§ **PROMPT**:
Could you convert the records below into a JSON list of strings, with one string per line and any blank lines left out?

Lines of data:
────
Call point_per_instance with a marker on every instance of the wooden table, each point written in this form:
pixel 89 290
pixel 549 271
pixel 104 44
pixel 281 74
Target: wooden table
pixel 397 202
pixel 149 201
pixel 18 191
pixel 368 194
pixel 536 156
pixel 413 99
────
§ **WRITTEN RESPONSE**:
[
  "Call point_per_instance with a marker on every instance of the wooden table, each point written in this form:",
  "pixel 89 290",
  "pixel 549 271",
  "pixel 104 44",
  "pixel 281 74",
  "Target: wooden table",
  "pixel 397 202",
  "pixel 149 201",
  "pixel 18 191",
  "pixel 368 194",
  "pixel 536 156",
  "pixel 413 99"
]